• **Work instructions**
**a.** In the biography of Tomas Baranauskas, what year did he graduate from the Faculty of History at Vilnius University?
**b.** Write the next part of the biography of Tomas Baranauskas, picking up after its final sentence.

• **Reading text**
┄┄┄┄┄┄
Tomas Baranauskas (born 12 September 1973 in Kaunas) is a Lithuanian historian specializing in the history of medieval Lithuania. He is the author of the book The Formation of the Lithuanian State.

Baranauskas spent his youth in Žeimelis and Anykščiai. In 1998, he graduated from the Faculty of History at the Vilnius University. Since September 1996 he works in the Lithuanian Institute of History.

At the end of May 2000, he published The Formation of the Lithuanian State ("Lietuvos valstybės ištakos"). In the book Baranauskas argued that the Grand Duchy of Lithuania formed earlier than generally accepted; i.e. that the state was founded before King Mindaugas. The book received mixed reviews from the academics.

Since 22 June 2000 Baranauskas maintains the largest site on the medieval history of Lithuania on the Internet – "Medieval Lithuania". Since March 2003 he also administers the official website of the Lithuanian Institute of History.
┄┄┄┄┄┄
• **Recorded data**

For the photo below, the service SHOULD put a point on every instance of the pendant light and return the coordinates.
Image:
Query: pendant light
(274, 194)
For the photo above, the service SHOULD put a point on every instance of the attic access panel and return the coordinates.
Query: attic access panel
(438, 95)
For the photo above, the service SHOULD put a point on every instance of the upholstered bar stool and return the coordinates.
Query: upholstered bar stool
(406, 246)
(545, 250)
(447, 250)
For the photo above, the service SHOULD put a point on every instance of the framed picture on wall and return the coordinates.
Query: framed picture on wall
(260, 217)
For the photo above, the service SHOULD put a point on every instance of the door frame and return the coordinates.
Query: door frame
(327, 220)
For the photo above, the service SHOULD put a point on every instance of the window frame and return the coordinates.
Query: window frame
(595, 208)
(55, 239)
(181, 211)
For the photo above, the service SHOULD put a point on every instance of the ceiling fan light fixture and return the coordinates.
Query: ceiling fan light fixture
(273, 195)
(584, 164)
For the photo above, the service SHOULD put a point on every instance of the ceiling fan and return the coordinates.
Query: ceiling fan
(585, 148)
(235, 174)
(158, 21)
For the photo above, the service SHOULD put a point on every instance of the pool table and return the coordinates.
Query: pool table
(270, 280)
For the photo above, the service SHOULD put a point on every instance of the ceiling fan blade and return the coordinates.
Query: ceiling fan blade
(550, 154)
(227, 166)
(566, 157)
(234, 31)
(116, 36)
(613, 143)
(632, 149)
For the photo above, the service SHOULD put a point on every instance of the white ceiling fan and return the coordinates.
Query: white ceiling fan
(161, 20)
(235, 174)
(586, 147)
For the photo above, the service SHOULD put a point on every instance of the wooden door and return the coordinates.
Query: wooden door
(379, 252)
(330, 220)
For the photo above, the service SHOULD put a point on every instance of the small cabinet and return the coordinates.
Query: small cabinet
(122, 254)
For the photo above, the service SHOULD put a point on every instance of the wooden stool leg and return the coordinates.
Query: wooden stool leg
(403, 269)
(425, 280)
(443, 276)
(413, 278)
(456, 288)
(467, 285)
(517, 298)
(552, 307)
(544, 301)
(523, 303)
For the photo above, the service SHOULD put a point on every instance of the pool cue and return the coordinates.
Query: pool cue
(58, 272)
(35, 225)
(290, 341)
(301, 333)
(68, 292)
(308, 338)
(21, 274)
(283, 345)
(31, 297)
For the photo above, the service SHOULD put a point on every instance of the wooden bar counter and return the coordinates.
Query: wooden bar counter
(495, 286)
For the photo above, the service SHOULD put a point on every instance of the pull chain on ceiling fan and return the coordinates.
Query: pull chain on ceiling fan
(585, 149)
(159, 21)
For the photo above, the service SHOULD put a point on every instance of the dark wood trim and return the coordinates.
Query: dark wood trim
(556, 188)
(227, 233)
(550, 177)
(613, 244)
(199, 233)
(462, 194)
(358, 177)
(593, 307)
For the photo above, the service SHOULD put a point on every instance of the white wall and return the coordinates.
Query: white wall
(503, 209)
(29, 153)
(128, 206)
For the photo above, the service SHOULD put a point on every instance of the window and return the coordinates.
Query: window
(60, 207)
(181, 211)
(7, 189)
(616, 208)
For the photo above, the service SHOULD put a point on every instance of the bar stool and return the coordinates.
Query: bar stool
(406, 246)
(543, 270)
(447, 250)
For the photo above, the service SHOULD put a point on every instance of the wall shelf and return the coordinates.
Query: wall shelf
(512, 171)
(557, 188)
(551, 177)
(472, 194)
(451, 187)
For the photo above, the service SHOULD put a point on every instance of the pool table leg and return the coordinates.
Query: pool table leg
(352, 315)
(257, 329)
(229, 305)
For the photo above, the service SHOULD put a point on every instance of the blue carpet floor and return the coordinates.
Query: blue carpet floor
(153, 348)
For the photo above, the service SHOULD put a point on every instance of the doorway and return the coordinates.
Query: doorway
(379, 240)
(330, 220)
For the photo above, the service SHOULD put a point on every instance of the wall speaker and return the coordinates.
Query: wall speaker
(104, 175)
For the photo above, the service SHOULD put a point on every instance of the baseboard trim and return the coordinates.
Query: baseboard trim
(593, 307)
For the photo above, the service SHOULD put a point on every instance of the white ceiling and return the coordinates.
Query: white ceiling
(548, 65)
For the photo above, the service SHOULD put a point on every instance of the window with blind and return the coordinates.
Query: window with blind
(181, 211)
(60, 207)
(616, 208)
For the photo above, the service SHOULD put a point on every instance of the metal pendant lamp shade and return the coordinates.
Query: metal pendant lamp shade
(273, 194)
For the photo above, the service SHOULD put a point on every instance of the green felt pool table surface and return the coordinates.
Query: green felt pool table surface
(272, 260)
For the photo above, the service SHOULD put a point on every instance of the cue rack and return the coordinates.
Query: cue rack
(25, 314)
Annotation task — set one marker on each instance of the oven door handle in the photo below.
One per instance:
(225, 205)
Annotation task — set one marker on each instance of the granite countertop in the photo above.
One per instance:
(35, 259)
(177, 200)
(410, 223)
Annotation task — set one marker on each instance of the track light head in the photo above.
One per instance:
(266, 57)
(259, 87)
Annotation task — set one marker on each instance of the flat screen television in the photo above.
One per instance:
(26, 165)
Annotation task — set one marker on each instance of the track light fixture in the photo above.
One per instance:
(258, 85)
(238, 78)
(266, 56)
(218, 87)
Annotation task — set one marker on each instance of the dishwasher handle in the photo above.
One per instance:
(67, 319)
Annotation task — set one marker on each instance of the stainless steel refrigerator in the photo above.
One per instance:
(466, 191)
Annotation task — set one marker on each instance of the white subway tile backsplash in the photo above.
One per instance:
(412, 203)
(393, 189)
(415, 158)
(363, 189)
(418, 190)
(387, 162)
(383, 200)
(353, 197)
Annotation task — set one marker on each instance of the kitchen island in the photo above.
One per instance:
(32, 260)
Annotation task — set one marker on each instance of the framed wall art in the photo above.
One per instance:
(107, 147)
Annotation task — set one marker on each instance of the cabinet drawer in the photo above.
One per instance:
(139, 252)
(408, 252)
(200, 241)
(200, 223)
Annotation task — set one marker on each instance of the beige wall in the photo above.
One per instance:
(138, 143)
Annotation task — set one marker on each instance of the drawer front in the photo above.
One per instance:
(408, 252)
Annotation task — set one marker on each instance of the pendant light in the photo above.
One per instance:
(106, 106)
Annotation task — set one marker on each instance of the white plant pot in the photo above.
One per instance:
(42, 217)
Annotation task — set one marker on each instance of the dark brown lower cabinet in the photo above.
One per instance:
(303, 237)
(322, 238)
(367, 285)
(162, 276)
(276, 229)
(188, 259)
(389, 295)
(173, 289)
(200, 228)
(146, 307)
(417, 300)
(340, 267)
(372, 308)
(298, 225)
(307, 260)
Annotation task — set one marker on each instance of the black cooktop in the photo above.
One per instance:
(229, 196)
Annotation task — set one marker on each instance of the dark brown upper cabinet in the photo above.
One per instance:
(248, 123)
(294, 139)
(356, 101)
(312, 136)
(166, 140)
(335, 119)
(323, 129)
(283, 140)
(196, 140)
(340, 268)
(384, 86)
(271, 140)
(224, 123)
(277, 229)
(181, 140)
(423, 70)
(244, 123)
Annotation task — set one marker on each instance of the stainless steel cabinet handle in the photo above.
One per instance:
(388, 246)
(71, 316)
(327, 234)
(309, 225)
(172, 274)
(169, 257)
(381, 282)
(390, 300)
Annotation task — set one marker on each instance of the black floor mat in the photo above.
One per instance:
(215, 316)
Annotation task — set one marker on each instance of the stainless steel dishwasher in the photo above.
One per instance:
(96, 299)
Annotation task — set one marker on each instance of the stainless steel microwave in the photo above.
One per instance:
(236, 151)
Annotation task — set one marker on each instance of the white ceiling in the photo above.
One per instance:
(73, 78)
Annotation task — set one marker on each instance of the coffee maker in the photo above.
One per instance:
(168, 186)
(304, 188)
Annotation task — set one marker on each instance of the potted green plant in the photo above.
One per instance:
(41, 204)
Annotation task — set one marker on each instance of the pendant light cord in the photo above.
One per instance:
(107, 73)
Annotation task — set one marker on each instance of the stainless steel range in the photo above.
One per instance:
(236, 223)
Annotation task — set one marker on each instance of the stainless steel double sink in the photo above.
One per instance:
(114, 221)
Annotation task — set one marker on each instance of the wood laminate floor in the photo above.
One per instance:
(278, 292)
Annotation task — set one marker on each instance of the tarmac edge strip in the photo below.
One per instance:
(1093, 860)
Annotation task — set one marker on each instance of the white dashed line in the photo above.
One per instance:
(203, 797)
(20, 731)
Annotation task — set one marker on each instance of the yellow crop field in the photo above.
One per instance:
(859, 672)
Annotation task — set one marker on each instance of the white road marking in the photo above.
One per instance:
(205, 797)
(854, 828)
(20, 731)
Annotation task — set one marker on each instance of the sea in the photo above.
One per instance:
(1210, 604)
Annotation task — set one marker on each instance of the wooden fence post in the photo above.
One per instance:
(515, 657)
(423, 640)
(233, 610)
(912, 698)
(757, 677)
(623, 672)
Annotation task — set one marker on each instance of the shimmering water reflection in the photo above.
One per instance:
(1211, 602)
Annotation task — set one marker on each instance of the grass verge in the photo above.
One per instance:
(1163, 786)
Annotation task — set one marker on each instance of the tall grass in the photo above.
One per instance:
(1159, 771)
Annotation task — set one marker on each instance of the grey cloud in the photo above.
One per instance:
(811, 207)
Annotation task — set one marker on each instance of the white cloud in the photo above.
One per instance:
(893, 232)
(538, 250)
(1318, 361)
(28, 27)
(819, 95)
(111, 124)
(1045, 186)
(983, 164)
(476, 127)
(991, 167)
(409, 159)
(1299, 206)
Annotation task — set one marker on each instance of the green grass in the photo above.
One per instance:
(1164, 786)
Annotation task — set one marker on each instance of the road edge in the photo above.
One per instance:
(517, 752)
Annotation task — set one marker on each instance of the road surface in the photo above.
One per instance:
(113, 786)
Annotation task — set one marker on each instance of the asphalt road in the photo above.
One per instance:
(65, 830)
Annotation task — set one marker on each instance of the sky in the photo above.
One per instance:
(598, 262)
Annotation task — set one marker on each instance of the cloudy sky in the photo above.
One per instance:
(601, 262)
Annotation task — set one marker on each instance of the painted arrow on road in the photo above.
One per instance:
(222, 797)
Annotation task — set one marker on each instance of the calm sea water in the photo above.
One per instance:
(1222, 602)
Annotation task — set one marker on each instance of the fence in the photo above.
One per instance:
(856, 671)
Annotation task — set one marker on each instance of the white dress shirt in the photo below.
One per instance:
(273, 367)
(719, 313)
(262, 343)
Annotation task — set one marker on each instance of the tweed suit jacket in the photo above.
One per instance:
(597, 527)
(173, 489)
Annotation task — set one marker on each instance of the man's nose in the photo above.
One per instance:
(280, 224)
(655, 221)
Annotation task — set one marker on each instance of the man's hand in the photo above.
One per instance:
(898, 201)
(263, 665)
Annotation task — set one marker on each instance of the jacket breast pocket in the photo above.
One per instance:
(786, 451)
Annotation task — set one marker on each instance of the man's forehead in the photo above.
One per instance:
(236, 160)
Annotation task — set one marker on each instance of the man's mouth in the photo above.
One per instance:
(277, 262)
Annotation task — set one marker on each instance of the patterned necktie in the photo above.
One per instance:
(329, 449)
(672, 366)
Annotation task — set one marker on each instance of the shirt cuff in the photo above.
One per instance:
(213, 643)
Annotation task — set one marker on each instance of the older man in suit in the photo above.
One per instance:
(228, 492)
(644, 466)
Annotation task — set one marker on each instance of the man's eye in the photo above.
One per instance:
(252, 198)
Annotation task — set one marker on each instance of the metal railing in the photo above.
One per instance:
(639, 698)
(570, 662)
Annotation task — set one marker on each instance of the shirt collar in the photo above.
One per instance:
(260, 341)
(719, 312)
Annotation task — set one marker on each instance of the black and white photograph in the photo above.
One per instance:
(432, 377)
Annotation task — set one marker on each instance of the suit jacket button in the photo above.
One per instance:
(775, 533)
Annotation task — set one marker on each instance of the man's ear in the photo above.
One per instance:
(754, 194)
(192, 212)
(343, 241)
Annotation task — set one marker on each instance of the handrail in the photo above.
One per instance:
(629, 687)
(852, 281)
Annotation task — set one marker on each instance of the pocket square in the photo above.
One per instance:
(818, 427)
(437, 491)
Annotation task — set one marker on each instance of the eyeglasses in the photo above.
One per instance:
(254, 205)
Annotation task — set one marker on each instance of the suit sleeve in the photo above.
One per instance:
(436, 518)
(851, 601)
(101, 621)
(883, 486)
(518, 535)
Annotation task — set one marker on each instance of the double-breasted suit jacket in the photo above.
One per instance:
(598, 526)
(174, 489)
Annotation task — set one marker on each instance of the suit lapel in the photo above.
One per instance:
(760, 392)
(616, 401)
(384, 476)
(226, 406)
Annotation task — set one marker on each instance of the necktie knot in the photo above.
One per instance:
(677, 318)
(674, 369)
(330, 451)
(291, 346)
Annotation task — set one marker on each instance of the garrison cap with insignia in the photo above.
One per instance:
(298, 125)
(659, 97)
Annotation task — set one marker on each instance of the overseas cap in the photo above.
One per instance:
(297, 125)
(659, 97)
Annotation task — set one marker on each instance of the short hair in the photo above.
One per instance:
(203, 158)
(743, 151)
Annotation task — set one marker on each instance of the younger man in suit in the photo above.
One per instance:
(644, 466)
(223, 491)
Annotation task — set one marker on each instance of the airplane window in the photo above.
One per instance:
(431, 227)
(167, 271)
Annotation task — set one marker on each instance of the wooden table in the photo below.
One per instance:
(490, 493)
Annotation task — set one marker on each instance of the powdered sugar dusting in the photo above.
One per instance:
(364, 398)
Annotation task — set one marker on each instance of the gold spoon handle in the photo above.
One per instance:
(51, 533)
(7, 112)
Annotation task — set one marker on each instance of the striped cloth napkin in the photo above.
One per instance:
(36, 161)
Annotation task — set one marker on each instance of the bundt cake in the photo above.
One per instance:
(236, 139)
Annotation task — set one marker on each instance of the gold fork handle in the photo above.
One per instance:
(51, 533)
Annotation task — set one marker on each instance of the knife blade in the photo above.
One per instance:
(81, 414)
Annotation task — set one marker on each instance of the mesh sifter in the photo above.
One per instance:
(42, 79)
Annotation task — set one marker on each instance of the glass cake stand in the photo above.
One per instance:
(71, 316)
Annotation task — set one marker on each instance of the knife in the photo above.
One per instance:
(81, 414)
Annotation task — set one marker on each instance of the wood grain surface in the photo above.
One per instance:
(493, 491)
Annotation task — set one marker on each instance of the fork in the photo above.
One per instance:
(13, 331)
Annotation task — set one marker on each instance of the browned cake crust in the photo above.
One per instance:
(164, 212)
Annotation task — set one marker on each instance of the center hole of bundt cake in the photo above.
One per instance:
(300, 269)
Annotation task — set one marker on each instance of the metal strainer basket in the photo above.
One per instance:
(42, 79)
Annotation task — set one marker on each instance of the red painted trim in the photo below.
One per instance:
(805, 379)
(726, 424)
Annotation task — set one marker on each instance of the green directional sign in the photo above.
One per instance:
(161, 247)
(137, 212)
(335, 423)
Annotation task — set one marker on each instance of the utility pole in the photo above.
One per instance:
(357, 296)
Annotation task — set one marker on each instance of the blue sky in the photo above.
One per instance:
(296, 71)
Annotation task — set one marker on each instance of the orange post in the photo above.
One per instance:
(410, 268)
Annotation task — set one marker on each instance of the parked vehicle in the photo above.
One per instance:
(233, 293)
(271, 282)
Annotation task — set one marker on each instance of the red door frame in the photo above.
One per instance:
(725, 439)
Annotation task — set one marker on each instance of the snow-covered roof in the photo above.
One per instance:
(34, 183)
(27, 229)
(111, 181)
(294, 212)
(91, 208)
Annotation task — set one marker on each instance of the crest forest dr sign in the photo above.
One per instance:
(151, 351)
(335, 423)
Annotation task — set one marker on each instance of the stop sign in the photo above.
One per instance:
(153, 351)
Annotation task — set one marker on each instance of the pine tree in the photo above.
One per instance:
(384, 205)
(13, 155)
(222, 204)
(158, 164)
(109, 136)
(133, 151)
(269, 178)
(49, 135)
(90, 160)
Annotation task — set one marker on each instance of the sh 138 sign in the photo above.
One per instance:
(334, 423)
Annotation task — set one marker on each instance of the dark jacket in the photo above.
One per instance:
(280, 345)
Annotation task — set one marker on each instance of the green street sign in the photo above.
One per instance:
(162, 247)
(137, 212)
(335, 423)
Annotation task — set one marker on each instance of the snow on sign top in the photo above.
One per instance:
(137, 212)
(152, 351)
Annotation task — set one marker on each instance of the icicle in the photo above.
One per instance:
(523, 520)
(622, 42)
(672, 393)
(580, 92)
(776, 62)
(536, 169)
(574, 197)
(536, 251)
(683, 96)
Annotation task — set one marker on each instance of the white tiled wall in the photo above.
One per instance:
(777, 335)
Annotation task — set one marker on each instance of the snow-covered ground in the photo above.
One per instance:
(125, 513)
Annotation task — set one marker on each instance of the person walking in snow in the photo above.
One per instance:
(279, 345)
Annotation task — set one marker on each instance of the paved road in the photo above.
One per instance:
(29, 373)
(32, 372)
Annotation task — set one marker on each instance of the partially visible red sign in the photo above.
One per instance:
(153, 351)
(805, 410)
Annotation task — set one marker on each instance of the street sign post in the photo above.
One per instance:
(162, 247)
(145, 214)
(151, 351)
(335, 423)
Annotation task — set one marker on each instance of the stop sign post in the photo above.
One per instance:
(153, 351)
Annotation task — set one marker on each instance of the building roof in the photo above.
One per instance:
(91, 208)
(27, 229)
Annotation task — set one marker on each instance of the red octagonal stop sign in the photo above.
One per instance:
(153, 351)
┄┄┄┄┄┄
• **Outputs by task**
**a.** 1998

**b.**
Baranauskas was the person who coined the term "Litvinism" for the theory and idea existing in Belarus according to which the Grand Duchy of Lithuania and medieval Lithuanians were Belarusian.

Books 
 Lietuvos valstybės ištakos, Vilnius, 2000, 317 p. . - Summary: The Formation of the Lithuanian State
 Vorutos pilis, Vilnius, 2001, 16 p. (together with Gintautas Zabiela) .
 Lietuvos istorijos kalendorius. 2002, Vilnius, 2001. .
 Lietuvos istorijos bibliografija. 1998, Vilnius, 2005, 333 p. .
 Anykščių medinė pilis, Anykščiai, 2005, 16 p.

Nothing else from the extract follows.